### AIM
Reproduce the material below with "sunglasses" substituted for every occurrence of "safety goggles", leaving everything else unchanged.
** start **
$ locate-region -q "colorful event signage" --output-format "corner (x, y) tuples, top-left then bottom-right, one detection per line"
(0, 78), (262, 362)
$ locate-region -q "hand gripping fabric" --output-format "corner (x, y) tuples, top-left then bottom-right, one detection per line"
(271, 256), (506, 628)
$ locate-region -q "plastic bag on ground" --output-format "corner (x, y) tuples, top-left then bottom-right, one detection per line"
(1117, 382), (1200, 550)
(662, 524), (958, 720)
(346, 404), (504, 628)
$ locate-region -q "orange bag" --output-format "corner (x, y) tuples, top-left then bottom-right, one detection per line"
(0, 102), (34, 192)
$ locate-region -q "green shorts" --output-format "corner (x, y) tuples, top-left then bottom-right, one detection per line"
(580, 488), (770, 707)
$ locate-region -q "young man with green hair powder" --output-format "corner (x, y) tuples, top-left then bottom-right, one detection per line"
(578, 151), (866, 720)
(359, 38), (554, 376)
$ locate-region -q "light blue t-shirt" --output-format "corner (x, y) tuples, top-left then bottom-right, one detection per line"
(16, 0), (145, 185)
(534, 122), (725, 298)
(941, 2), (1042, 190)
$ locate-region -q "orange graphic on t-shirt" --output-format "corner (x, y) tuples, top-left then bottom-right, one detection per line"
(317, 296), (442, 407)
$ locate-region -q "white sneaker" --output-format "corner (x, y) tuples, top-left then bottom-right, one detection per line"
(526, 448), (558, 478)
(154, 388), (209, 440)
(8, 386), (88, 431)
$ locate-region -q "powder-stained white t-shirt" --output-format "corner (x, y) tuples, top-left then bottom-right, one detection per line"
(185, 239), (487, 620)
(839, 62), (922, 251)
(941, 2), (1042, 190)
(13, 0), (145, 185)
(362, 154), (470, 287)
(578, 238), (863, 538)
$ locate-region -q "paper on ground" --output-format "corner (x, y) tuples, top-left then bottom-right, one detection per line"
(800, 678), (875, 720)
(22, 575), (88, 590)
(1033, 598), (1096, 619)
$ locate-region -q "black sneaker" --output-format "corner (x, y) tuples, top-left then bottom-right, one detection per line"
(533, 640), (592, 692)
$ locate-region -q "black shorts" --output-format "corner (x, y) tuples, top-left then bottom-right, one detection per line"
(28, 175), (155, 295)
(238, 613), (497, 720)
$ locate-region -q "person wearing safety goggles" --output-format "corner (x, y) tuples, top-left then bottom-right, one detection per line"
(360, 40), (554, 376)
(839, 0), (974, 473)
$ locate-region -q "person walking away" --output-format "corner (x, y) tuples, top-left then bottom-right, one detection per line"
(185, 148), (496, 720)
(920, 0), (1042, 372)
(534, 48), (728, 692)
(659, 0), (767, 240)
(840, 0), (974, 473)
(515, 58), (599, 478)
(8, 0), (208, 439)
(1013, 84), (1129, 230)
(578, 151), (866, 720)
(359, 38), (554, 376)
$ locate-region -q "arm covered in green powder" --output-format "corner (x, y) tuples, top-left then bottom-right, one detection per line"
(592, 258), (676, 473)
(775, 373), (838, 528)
** end **
### SOLUTION TO THIS TASK
$ locate-region -q "colorful event signage" --output-format "corner (x, y) tuples, top-left then bottom-right, one detection per line"
(0, 78), (262, 362)
$ locate-region -q "hand gripping fabric" --output-format "corner (x, y) tuples, top-left then bottom-right, one detection per line"
(271, 256), (506, 628)
$ locate-region -q "plastic bag on ground" --output-format "corner (x, y) tuples, top-left then bottom-right, one detection per line"
(1117, 382), (1200, 550)
(662, 524), (958, 720)
(346, 404), (504, 628)
$ locate-region -q "orange bag" --output-format "corner (x, y) tuples, top-left then bottom-right, one detection per line"
(0, 102), (34, 192)
$ locate-region -q "green shorts" --output-format "corner (x, y) tuples, top-left then bottom-right, one detection per line"
(580, 488), (770, 707)
$ locate-region -q "young man with green hair powder" --output-format "corner (x, y) tuples, top-left then bottom-right, one detection per line"
(578, 151), (866, 720)
(359, 38), (554, 376)
$ locate-region -q "light blue t-shirt" --output-format "corner (x, y) tuples, top-left then bottom-right, one detection per line"
(16, 0), (145, 185)
(534, 122), (725, 298)
(941, 2), (1042, 190)
$ locate-region -q "orange graphic on t-shirt" --output-format "corner (x, y) tuples, top-left then bottom-right, one detection per line"
(317, 296), (442, 407)
$ locate-region -q "white sneaker" --output-format "corner (x, y) tuples, top-left then bottom-right, one detection per line"
(526, 448), (558, 478)
(154, 388), (209, 440)
(8, 386), (88, 431)
$ locate-region -q "powder-stained white t-shirt" --output-format "corner (x, y) tuples, top-left then bottom-right, one detection per line"
(185, 239), (487, 620)
(839, 62), (922, 251)
(941, 2), (1042, 190)
(13, 0), (145, 185)
(362, 154), (470, 287)
(578, 238), (863, 538)
$ locate-region -q "paper on ground" --output-format "corner (x, y) tuples, top-left then bottom-right, one detection per line"
(800, 678), (875, 720)
(22, 575), (88, 590)
(1033, 598), (1096, 619)
$ locate-region -q "black sneaker" --output-format "corner (x, y) tuples, top-left then bottom-right, one detection per line"
(533, 640), (592, 692)
$ locate-region -q "black shorts" --output-format "corner (x, y) tuples, top-left then bottom-right, one detection per line"
(28, 175), (155, 295)
(238, 613), (497, 720)
$ locate-region -q "person wearing sunglasses" --output-format "corner (x, y) tuples, top-left then bottom-right, one detection per line"
(360, 40), (554, 376)
(839, 0), (974, 473)
$ locate-region -q "person walking away" --output-format "corner (x, y) tuples, top-left then bottom-right, one detection per line"
(185, 148), (496, 720)
(920, 0), (1042, 372)
(534, 48), (728, 692)
(659, 0), (767, 240)
(840, 0), (974, 473)
(515, 58), (599, 478)
(8, 0), (208, 439)
(1013, 84), (1129, 230)
(578, 151), (866, 720)
(359, 38), (554, 376)
$ locate-region -q "arm covered in green powder" --output-format "corner (x, y) tuples, top-left then bottom-right, one detection per line"
(592, 258), (676, 473)
(775, 373), (838, 528)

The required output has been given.